=== TASK ===
Return all of the data exactly as given.

=== RECORDS ===
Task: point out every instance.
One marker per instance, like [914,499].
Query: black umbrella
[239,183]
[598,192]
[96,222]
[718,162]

=== SOLVED EXERCISE ===
Task: point out every instance.
One marker per instance, like [914,499].
Query: black umbrella
[239,183]
[598,192]
[96,222]
[718,162]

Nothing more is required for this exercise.